Exercise set »
1. For the metadata specification excerpt, decide whether each statement agrees with it: (a) whitespace between "%{" and "%}" is treated as absent, (b) the short synonym for about-where is h13, (c) the Kernel gives Dublin Core elements the coded synonyms h501-h515. Answer yes or no for each and quote the deciding words.
2. Continue the metadata specification excerpt from its last sentence.

One particularly useful construct in an element values is the pair of special encoding markers ("%{" and "%}") that indicates a "expansion" block. Whatever string of characters they enclose will be treated as if none of the contained whitespace (SPACEs, TABs, Newlines) were present. This comes in handy for writing long, multi-part URLs in a readable way. For example, the value in

where: http://foo.bar.org/node%{
           ? db = foo
           & start = 1
           & end = 5
           & buf = 2
           & query = foo + bar + zaf
       %}

is decoded into an equivalent element, but with a correct and intact URL:

where:
 http://foo.bar.org/node?db=foo&start=1&end=5&buf=2&query=foo+bar+zaf



 TOC 

10.  Changes Since April 2009

http://dot.ucop.edu/specs/erc-old-02-diffs.html



 TOC 

11.  Vocabulary of Elements and Values

This vocabulary includes a mixture of Kernel elements, values, and concepts. In the definitions below, the term "resource" is synonymous with "object". Each vocabulary element label has a short, coded synonym that consists of the letter 'h' followed by a number, such as h1, h2, h3, etc. Each vocabulary element also has a long, globally unique identifier that is a URI composed of http://n2t.info/ark:/99152/ followed by the short synonym; for example,

about-when(h13)  -->  http://n2t.info/ark:/99152/h13

At the price of some redundancy, it also includes the basic 15 Dublin Core (DC) element definitions because (a) DC elements can be used without namespace qualification in ERC records and (b) the Kernel assigns them coded synonyms (h501-h515).

about-erc (h10):
A composite element, structured according to the four h's, that describes the content of the object. Without a value, it is a label for visually setting off a region in a record.
about-what (h12):
A topic of the resource. DC Mapping: Subject
about-when (h13):
A temporal topic of the resource. DC Mapping: Coverage (temporal)
about-where (h14):
A spatial topic of the resource. DC Mapping: Coverage (spatial)
about-who (h11):
A name of a personage that is a topic of the resource.
about-how (h15):
An account of the resource. DC Mapping: Description
contributor (h506):
An entity responsible for making contributions to the resource. Examples of a Contributor include a person, an organization, or a service. Typically, the name of a Contributor should be used to indicate the entity.

Data extract »
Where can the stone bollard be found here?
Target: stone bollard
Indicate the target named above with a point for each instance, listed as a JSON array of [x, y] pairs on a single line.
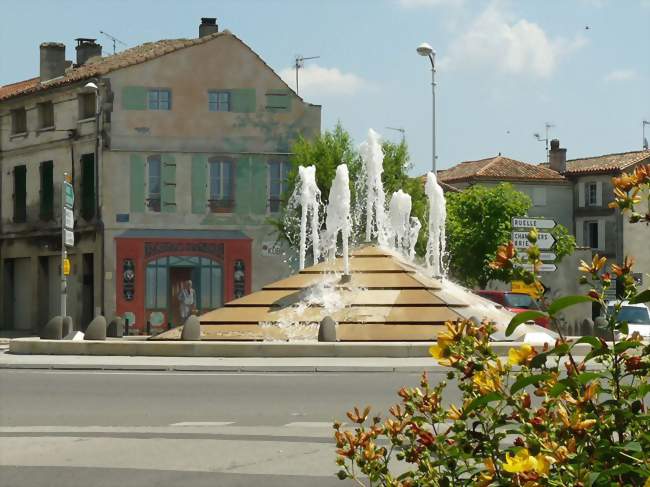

Solved tasks »
1.
(a) Yes: "Whatever string of characters they enclose will be treated as if none of the contained whitespace (SPACEs, TABs, Newlines) were present."
(b) No: "about-where (h14):"
(c) Yes: "the Kernel assigns them coded synonyms (h501-h515)"

2.
coverage (h514):
The spatial or temporal topic of the resource, the spatial applicability of the resource, or the jurisdiction under which the resource is relevant. Spatial topic and spatial applicability may be a named place or a location specified by its geographic coordinates. Temporal topic may be a named period, date, or date range. A jurisdiction may be a named administrative entity or a geographic place to which the resource applies. Recommended best practice is to use a controlled vocabulary such as the Thesaurus of Geographic Names [TGN]. Where appropriate, named places or time periods can be used in preference to numeric identifiers such as sets of coordinates or date ranges.
creator (h502):
An entity primarily responsible for making the resource. Examples of a Creator include a person, an organization, or a service. Typically, the name of a Creator should be used to indicate the entity.
date (h507):
A point or period of time associated with an event in the lifecycle of the resource. Date may be used to express temporal information at any level of granularity. Recommended best practice is to use an encoding scheme, such as the W3CDTF profile of ISO 8601 [W3CDTF].
depositor-erc (h40):
A composite element, structured according to the four h's, that describes the depositor of the object.
depositor-who (h41):
The name of a person or party responsible for the deposit.
depositor-what (h42):
The role of the depositor in the depositing organization.
depositor-when (h43):
The dates of depositor's tenure in the role of depositor within the depositing organization.
depositor-where (h44):
A unique machine-readable identifier for the depositor.
description (h504):
An account of the resource. Description may include but is not limited to: an abstract, a table of contents, a graphical representation, or a free-text account of the resource.
ERC
Electronic Resource Citation, an object description that uses, at a minimum, the fundamental Kernel elements, who, what, when, and where addressing the "telling" of the object.
erc (h9):
A composite element, structured according to the four h's, that describes the "telling" of the resource. Without a value, it is a label declaring a record to be an ERC, a complete instance of which requires non-missing values for each of the four h's.
(:etal)
A null element term explaining that the value is a stand-in for other values too numerous to list (et alia).
format (h509):
The file format, physical medium, or dimensions of the resource. Examples of dimensions include size and duration. Recommended best practice is to use a controlled vocabulary such as the list of Internet Media Types [MIME].
four h's
The four fundamental Kernel elements — who, what, when, where — commonly used to structure composite Kernel elements. To say "structured according to the four h's" indicates a sub-element sequence suggesting this particular sequence; this serves as an important memory aid with abbreviated form elements in which explicit labels are absent. The literal form of these labels, by themselves, address the story of the "telling" of an object, and in that form they are required of every complete ERC. Future versions of the Kernel may extend the sequencing of four h's with non-required elements "how", "why", and "huh".
identifier (h510):
An unambiguous reference to the resource within a given context. Recommended best practice is to identify the resource by means of a string conforming to a formal identification system.
in (h602):
(under construction) Reserved for a composite element referencing a serial publication in which the described object appears. This element is structured in a manner loosely reminiscent of the four h's, indicating serial name, volume/issue/page, date, and issue URL. DC Mapping: Relation
how (h5):
(under construction) Reserved for a coded value indicating how the object was expressed.
huh (h7):
(under construction) Reserved to indicate the character set encoding and language of the metadata record.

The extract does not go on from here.